* EXERCISE BRIEF:
Carry the Office of Readings for Saints Timothy and Titus on past its last line.

* PAGE:
= = = = = = =

Universalis
Monday 26 January 2015    (other days)
Saints Timothy and Titus, Bishops
 (Monday of week 3 in Ordinary Time)

Office of Readings

If this is the first Hour that you are reciting today, you should precede it with the Invitatory Psalm.


INTRODUCTION
O God, come to our aid.
  O Lord, make haste to help us.
Glory be to the Father and to the Son and to the Holy Spirit,
  as it was in the beginning, is now, and ever shall be,
  world without end.
Amen. Alleluia.

Hymn
O God of truth, prepare our minds
To hear and heed your holy word;
Fill every heart that longs for you
With your mysterious presence, Lord.
Almighty Father, with your Son
And blessed Spirit, hear our prayer:
Teach us to love eternal truth
And seek its freedom everywhere.
Stanbrook Abbey Hymnal

Psalm 49 (50)
True reverence for the Lord
Our God comes openly, he keeps silence no longer.
The Lord, the God of gods has spoken:
  he has summoned the whole earth, from east to west.
God has shone forth from Zion in her great beauty.
  Our God will come, and he will not be silent.
Before him, a devouring fire;
  around him, a tempest rages.
He will call upon the heavens above, and on the earth, to judge his people.
“Bring together before me my chosen ones, who have sealed my covenant with sacrifice.”
The heavens will proclaim his justice; for God is the true judge.
Glory be to the Father and to the Son and to the Holy Spirit,
  as it was in the beginning, is now, and ever shall be,
  world without end.
Amen.
Our God comes openly, he keeps silence no longer.

Psalm 49 (50)
Pay your sacrifice of thanksgiving to God.
Listen, my people, and I will speak;
  Israel, I will testify against you.
I am God, your God.
I will not reproach you with your sacrifices,
  for your burnt offerings are always before me.
But I will not accept calves from your houses,
  nor goats from your flocks.
For all the beasts of the forests are mine,
  and in the hills, a thousand animals.
All the birds of the air – I know them.
  Whatever moves in the fields – it is mine.
If I am hungry, I will not tell you;
  for the whole world is mine, and all that is in it.
Am I to eat the flesh of bulls,
  or drink the blood of goats?
Offer a sacrifice to God – a sacrifice of praise;
  to the Most High, fulfil your vows.
Then you may call upon me in the time of trouble:
  I will rescue you, and you will honour me.
Glory be to the Father and to the Son and to the Holy Spirit,
  as it was in the beginning, is now, and ever shall be,
  world without end.
Amen.
Pay your sacrifice of thanksgiving to God.

Psalm 49 (50)
I want love, not sacrifice; knowledge of God, not holocausts.
To the sinner, God has said this:
Why do you recite my statutes?
  Why do you dare to speak my covenant?
For you hate what I teach you,
  and reject what I tell you.
The moment you saw a thief, you joined him;
  you threw in your lot with adulterers.
You spoke evil with your mouth,
  and your tongue made plans to deceive.
Solemnly seated, you denounced your own brother;
  you poured forth hatred against your own mother’s son.
All this you did, and I was silent;
  so you thought that I was just like you.
But I will reprove you –
  I will confront you with all you have done.
Understand this, you who forget God;
  lest I tear you apart, with no-one there to save you.
Whoever offers up a sacrifice of praise gives me true honour;
  whoever follows a sinless path in life will be shown the salvation of God.
Glory be to the Father and to the Son and to the Holy Spirit,
  as it was in the beginning, is now, and ever shall be,
  world without end.

= = = = = = =

* GIVEN DATA:
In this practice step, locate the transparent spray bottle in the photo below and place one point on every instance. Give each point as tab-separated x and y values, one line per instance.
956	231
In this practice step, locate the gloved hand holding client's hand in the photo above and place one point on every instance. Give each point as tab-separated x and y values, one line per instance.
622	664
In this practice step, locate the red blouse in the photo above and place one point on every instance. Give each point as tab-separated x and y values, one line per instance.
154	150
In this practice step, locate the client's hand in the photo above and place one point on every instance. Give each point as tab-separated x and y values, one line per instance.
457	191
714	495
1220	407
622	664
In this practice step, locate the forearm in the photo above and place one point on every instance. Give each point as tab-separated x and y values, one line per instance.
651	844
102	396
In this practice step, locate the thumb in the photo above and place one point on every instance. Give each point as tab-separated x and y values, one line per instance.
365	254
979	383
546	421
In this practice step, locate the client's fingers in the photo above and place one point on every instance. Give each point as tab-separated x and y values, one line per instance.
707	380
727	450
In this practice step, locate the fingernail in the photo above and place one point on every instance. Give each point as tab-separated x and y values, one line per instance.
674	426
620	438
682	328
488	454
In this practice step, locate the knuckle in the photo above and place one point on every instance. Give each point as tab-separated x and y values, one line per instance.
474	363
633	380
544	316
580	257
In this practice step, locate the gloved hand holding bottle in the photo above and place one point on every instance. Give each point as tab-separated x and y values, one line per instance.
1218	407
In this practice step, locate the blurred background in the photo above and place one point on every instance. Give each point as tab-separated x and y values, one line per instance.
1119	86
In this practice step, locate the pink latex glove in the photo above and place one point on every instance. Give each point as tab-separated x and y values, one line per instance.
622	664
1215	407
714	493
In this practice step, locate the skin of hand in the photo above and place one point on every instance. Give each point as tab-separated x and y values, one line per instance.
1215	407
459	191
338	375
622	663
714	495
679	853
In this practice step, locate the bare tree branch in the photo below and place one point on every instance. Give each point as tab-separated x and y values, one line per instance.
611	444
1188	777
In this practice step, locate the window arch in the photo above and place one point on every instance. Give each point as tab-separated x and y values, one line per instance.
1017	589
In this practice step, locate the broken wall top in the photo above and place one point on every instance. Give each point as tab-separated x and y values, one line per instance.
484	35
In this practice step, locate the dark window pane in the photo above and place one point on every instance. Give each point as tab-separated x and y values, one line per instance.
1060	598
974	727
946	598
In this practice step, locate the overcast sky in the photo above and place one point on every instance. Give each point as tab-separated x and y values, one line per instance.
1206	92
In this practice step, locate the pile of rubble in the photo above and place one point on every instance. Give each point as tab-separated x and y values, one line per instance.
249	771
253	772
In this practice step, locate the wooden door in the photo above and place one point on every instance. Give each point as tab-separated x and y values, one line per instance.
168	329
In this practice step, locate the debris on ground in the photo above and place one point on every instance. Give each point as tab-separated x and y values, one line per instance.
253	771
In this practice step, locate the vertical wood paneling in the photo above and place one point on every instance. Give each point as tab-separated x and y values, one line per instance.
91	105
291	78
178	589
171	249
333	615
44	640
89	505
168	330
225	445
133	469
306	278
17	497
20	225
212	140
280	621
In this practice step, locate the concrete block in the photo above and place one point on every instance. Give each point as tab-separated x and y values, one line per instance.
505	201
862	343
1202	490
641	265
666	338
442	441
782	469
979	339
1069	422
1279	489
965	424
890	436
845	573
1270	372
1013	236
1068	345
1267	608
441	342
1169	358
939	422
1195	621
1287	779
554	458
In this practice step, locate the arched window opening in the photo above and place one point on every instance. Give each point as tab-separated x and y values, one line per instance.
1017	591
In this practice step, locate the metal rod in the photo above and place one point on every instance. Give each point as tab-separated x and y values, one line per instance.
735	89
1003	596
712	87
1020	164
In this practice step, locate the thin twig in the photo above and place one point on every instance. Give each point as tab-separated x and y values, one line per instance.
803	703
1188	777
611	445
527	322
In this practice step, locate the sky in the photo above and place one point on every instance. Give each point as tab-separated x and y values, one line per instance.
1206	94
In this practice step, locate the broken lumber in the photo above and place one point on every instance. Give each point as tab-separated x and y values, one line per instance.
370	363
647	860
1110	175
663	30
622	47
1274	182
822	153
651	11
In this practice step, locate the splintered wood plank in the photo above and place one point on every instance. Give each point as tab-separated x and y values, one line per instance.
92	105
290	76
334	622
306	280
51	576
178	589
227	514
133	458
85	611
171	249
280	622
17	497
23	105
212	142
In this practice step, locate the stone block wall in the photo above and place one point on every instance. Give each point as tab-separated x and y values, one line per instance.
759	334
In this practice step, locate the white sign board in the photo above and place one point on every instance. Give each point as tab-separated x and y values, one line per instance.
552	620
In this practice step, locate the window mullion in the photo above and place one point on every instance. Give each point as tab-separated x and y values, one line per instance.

= = = = = = =

* OUTPUT OF THE EXERCISE:
Amen.
I want love, not sacrifice; knowledge of God, not holocausts.

Listen, my people, and I shall speak.
I am God, your God.

First Reading
Deuteronomy 24:1-25:4 ©
Relations with one's neighbour
Supposing a man has taken a wife and consummated the marriage; but she has not pleased him and he has found some impropriety of which to accuse her; so he has made out a writ of divorce for her and handed it to her and then dismissed her from his house; she leaves his home and goes away to become the wife of another man. If this other man takes a dislike to her and makes out a writ of divorce for her and hands it to her and dismisses her from his house (or if this other man who took her as his wife happens to die), her first husband, who has repudiated her, may not take her back as his wife now that she has been defiled in this way. For that is detestable in the sight of the Lord, and you must not bring guilt on the land that the Lord your God gives for your inheritance.
  If a man is newly married, he shall not join the army nor is he to be pestered at home; he shall be left at home free of all obligations for one year to bring joy to the wife he has taken.
  No man may take a mill or a millstone in pledge; that would be to take life itself in pledge.
  If anyone is found kidnapping one of his brothers, one of the sons of Israel, whether he makes him his slave or sells him, that thief must die. You must banish this evil from your midst.
  In a case of leprosy, take care you faithfully observe and follow exactly all that the levitical priests direct you to do. You are to keep and observe all that I have commanded them. Remember what the Lord your God did to Miriam when you were on your way out of Egypt.
  If you are making your fellow a loan on pledge, you are not to go into his house and seize the pledge, whatever it may be. You must stay outside, and the man to whom you are making the loan shall bring the pledge out to you. And if the man is poor, you are not to go to bed with his pledge in your possession; you must return it to him at sunset so that he can sleep in his cloak and bless you; and it will be a good action on your part in the sight of the Lord your God.
  You are not to exploit the hired servant who is poor and destitute, whether he is one of your brothers or a stranger who lives in your towns. You must pay him his wage each day, not allowing the sun to set before you do, for he is poor and is anxious for it; otherwise he may appeal to the Lord against you, and it would be a sin for you.
  Fathers may not be put to death for their sons, nor sons for fathers. Each is to be put to death for his own sin.
  You must not pervert justice in dealing with a stranger or an orphan, nor take a widow’s garment in pledge. Remember that you were a slave in Egypt and that the Lord your God redeemed you from there. That is why I lay this charge on you.
  When reaping the harvest in your field, if you have overlooked a sheaf in that field, do not go back for it. Leave it for the stranger, the orphan and the widow, so that the Lord your God may bless you in all your undertakings.
  When you beat your olive trees you must not go over the branches twice. Let anything left be for the stranger, the orphan and the widow.
  When you harvest your vineyard you must not pick it over a second time. Let anything left be for the stranger, the orphan and the widow.
  Remember that you were a slave in the land of Egypt. That is why I lay this charge on you.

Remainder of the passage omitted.